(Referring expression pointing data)
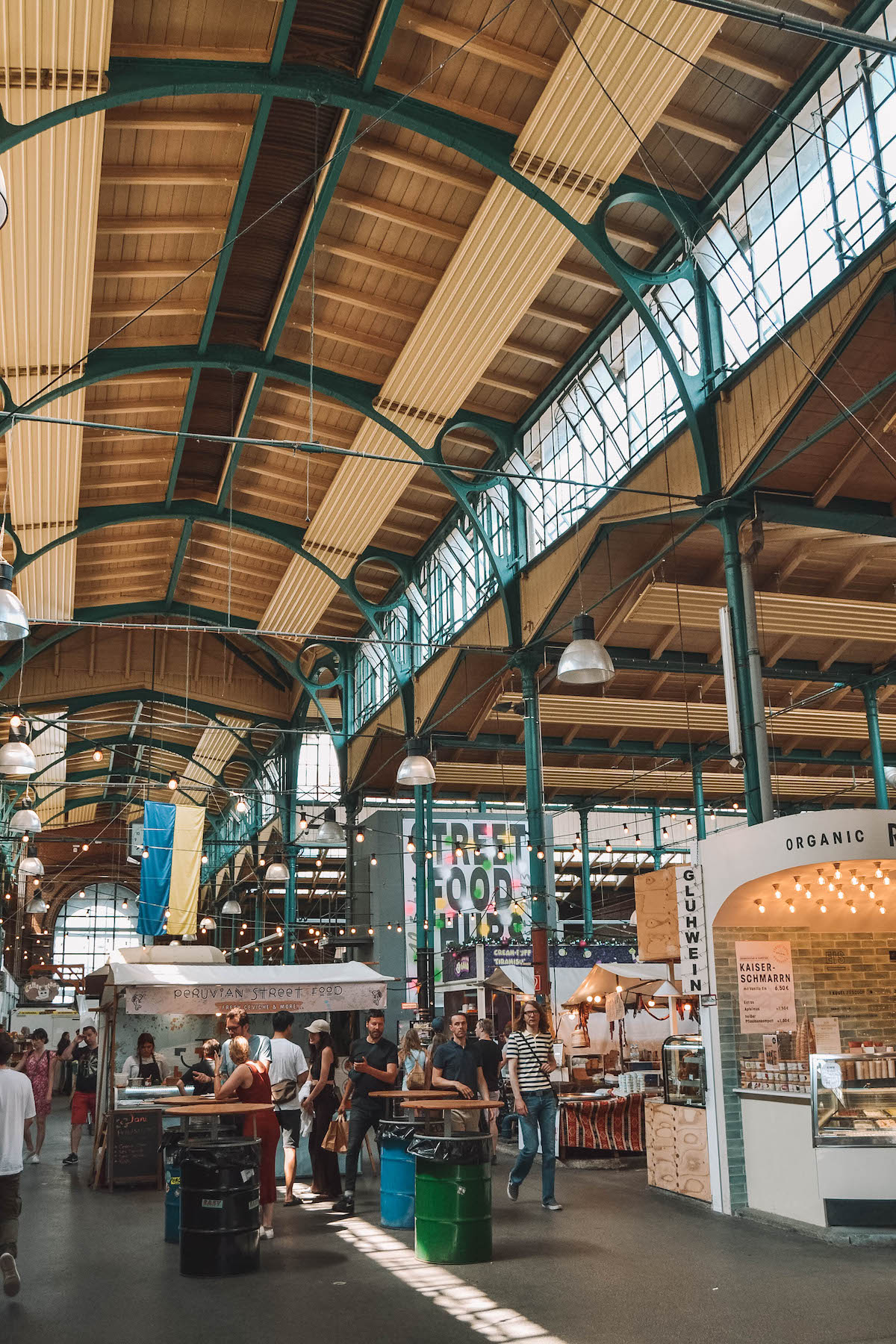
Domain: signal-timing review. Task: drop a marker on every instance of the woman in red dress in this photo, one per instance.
(249, 1082)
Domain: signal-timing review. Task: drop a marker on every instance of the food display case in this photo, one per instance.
(849, 1110)
(684, 1071)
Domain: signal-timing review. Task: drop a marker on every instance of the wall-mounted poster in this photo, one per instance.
(766, 987)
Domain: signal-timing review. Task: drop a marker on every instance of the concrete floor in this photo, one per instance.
(621, 1263)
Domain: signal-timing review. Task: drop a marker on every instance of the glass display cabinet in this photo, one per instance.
(684, 1071)
(848, 1110)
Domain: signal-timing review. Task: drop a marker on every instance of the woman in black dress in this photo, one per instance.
(320, 1105)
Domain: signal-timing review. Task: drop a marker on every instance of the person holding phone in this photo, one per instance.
(529, 1054)
(85, 1051)
(374, 1066)
(200, 1075)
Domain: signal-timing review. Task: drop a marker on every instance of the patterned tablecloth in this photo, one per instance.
(613, 1124)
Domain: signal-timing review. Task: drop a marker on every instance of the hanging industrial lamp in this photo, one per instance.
(415, 769)
(13, 623)
(16, 759)
(329, 831)
(585, 662)
(25, 821)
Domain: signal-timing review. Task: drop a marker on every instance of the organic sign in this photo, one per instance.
(766, 987)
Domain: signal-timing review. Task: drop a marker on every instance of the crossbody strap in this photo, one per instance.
(538, 1062)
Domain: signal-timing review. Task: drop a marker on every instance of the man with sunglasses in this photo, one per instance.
(85, 1051)
(260, 1050)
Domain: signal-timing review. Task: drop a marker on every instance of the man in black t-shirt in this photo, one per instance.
(85, 1051)
(374, 1068)
(458, 1065)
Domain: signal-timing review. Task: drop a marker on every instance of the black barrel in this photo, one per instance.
(220, 1207)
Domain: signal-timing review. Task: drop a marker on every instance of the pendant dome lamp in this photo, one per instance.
(26, 820)
(16, 759)
(415, 769)
(13, 623)
(585, 662)
(329, 831)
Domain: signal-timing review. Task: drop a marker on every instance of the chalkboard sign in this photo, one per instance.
(136, 1136)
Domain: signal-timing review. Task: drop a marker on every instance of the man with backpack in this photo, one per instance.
(287, 1071)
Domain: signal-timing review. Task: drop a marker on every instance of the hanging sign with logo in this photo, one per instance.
(766, 987)
(692, 930)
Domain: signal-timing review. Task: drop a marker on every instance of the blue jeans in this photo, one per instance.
(543, 1113)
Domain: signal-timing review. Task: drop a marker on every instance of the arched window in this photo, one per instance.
(92, 925)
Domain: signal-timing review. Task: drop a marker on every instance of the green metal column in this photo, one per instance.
(535, 823)
(699, 806)
(260, 927)
(869, 694)
(425, 956)
(734, 584)
(588, 913)
(289, 909)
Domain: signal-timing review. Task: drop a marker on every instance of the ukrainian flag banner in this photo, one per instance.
(169, 875)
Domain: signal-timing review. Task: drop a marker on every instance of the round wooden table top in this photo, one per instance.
(225, 1108)
(396, 1092)
(458, 1104)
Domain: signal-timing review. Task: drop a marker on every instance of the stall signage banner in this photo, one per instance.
(220, 998)
(692, 930)
(766, 987)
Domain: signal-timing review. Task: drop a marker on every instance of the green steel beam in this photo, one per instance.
(230, 237)
(186, 532)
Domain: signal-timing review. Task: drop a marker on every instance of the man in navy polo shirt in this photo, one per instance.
(458, 1065)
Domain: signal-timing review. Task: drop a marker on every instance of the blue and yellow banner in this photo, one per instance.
(169, 875)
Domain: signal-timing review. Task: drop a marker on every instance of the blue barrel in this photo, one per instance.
(172, 1196)
(398, 1169)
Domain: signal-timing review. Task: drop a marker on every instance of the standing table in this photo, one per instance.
(453, 1187)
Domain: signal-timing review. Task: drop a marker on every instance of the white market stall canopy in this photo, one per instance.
(200, 988)
(563, 980)
(605, 976)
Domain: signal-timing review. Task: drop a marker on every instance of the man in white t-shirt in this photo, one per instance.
(16, 1105)
(287, 1071)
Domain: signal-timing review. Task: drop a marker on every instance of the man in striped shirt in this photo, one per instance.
(529, 1054)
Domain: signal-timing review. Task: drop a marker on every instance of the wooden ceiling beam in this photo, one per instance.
(381, 260)
(155, 119)
(425, 164)
(481, 45)
(168, 175)
(147, 269)
(750, 63)
(160, 225)
(121, 308)
(398, 214)
(703, 128)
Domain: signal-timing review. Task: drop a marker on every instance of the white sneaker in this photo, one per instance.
(11, 1281)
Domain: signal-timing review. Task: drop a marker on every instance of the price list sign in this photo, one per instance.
(766, 987)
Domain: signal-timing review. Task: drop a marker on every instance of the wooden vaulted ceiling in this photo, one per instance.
(428, 279)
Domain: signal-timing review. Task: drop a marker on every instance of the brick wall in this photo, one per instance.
(839, 974)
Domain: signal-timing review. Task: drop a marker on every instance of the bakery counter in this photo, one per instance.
(677, 1152)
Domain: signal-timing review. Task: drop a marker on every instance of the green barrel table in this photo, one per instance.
(453, 1189)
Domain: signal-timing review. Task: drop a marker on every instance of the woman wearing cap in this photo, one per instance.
(320, 1105)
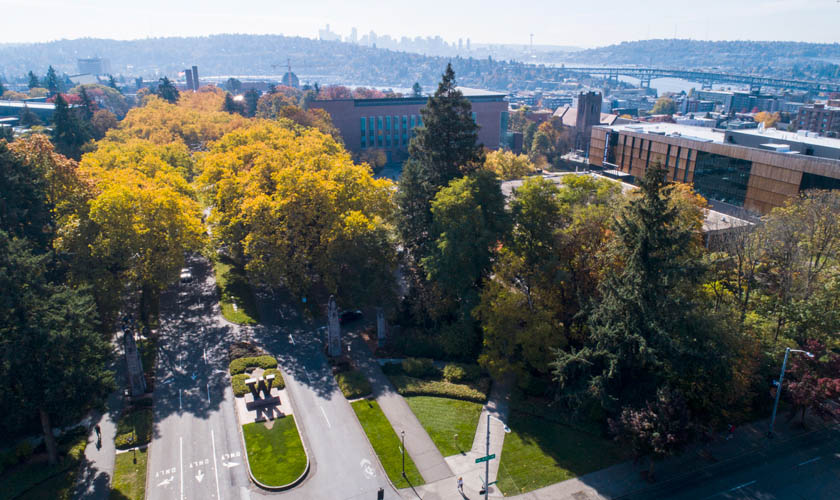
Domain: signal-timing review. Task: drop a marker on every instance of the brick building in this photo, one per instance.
(388, 124)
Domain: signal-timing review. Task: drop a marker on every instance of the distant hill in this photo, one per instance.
(797, 59)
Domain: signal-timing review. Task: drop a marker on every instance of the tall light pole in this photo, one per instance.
(788, 350)
(487, 462)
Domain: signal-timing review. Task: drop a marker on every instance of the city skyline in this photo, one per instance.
(569, 24)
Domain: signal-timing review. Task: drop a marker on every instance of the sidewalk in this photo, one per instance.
(420, 447)
(624, 481)
(94, 481)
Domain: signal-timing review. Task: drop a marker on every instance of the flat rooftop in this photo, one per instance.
(704, 134)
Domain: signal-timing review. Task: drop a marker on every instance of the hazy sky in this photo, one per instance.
(561, 22)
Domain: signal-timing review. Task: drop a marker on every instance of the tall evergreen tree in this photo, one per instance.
(70, 132)
(647, 318)
(52, 81)
(166, 90)
(33, 81)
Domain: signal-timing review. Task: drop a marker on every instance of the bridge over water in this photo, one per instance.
(706, 78)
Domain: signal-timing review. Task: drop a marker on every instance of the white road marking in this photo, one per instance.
(741, 486)
(215, 467)
(181, 455)
(808, 461)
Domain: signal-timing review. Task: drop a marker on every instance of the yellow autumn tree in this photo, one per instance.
(291, 205)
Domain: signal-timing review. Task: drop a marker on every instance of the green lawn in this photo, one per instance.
(234, 289)
(129, 478)
(539, 452)
(386, 444)
(276, 455)
(445, 418)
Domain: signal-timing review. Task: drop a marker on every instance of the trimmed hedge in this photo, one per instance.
(241, 365)
(137, 425)
(410, 386)
(353, 384)
(419, 367)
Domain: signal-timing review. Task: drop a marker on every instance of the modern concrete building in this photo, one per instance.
(388, 124)
(722, 170)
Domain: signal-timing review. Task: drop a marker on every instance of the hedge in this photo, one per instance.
(410, 386)
(240, 365)
(353, 384)
(137, 425)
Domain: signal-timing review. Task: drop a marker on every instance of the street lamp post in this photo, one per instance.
(487, 462)
(402, 433)
(788, 350)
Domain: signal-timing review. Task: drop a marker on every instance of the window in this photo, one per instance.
(721, 178)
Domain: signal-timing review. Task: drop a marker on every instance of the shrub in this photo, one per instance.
(238, 383)
(134, 429)
(410, 386)
(23, 451)
(419, 367)
(278, 377)
(353, 384)
(240, 365)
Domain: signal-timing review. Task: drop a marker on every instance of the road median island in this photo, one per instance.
(386, 444)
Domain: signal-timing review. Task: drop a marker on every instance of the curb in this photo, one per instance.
(284, 487)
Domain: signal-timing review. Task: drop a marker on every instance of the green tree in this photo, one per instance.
(70, 132)
(55, 325)
(33, 81)
(664, 106)
(52, 82)
(167, 91)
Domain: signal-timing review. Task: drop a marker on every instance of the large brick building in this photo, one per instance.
(388, 124)
(722, 170)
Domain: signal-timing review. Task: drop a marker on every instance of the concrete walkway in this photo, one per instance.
(420, 447)
(94, 481)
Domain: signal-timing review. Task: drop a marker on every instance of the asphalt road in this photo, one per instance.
(801, 471)
(195, 451)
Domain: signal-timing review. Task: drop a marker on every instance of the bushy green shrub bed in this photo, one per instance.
(419, 367)
(353, 384)
(241, 365)
(411, 386)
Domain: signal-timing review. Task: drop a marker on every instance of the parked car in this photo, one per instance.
(349, 316)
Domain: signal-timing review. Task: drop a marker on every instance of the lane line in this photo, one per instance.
(742, 486)
(181, 455)
(808, 461)
(215, 466)
(325, 416)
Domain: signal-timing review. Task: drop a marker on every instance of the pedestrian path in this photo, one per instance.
(97, 471)
(420, 447)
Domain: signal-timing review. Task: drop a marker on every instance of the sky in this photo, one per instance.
(582, 23)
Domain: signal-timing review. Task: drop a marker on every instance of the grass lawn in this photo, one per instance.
(129, 478)
(276, 455)
(443, 418)
(386, 444)
(38, 479)
(234, 289)
(539, 452)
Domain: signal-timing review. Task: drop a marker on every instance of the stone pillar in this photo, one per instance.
(134, 368)
(333, 329)
(381, 327)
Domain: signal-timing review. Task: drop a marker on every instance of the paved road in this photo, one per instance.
(195, 451)
(344, 466)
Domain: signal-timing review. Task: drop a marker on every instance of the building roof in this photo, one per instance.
(703, 134)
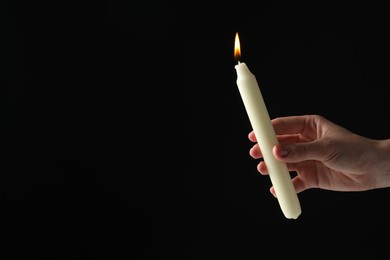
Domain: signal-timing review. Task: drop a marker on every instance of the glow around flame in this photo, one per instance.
(237, 48)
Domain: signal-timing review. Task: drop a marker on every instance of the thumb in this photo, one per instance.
(292, 153)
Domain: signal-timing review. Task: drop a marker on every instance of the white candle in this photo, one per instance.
(266, 137)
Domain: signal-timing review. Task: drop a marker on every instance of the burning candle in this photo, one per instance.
(266, 137)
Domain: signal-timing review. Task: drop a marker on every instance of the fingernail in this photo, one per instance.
(283, 152)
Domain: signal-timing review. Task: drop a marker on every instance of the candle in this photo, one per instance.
(266, 137)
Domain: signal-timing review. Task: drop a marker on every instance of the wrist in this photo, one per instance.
(383, 155)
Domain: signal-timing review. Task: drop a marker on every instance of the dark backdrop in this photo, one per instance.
(123, 134)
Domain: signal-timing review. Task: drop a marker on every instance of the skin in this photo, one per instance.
(327, 156)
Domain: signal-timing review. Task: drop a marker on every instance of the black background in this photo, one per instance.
(123, 134)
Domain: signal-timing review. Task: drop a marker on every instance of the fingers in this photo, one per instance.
(304, 125)
(299, 152)
(255, 151)
(299, 184)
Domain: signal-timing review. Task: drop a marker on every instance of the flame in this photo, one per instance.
(237, 49)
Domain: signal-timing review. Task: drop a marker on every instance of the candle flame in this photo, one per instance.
(237, 49)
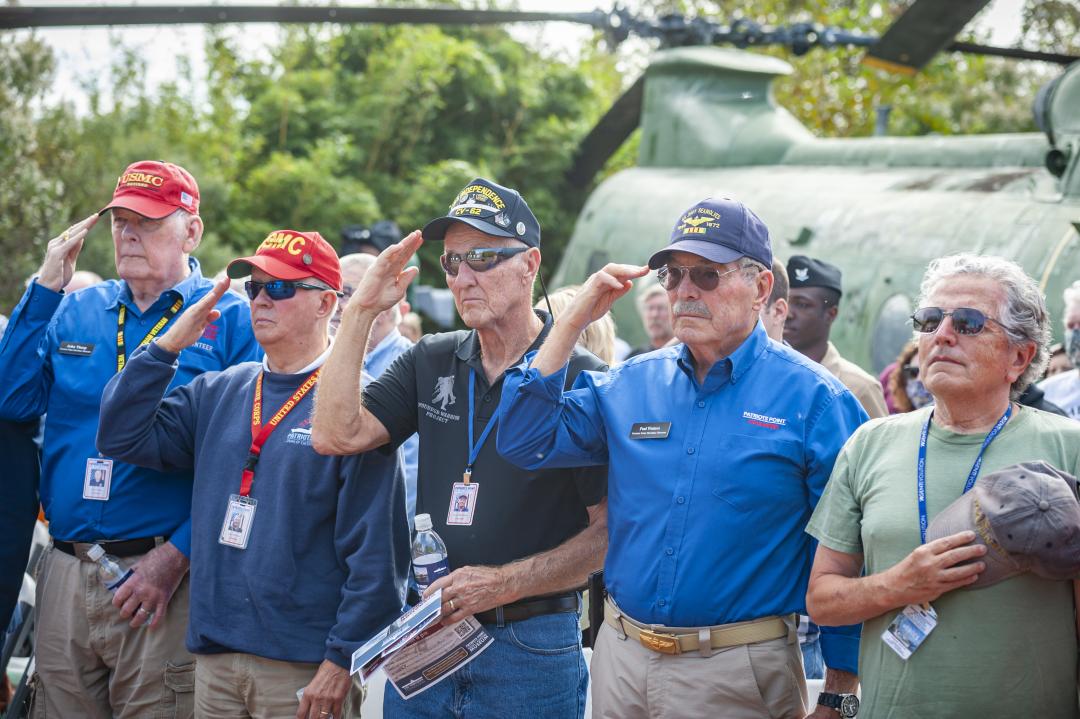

• [WHAT YOU NEED TO DO] The line containing "background in this photo, one per instance." and every line after it, through the end of the data, are to be output exactly. Omit the pictures.

• [TASK SOLUTION]
Domain: signal-timing review. Task: drop a marker on every instance of the black background in this photo, one per instance.
(123, 134)
Domain: signal-timing review. Task: drop a marker on every instance of the fingers in this photo, one per instance.
(304, 125)
(299, 152)
(255, 151)
(299, 184)
Domain: signal-timing review. Task: drop a marker on every instance of the flame in this photo, one per instance.
(237, 49)
Domain: signal-timing review. Task: drop a marker on every instance of the candle flame in this photo, one per instance.
(237, 49)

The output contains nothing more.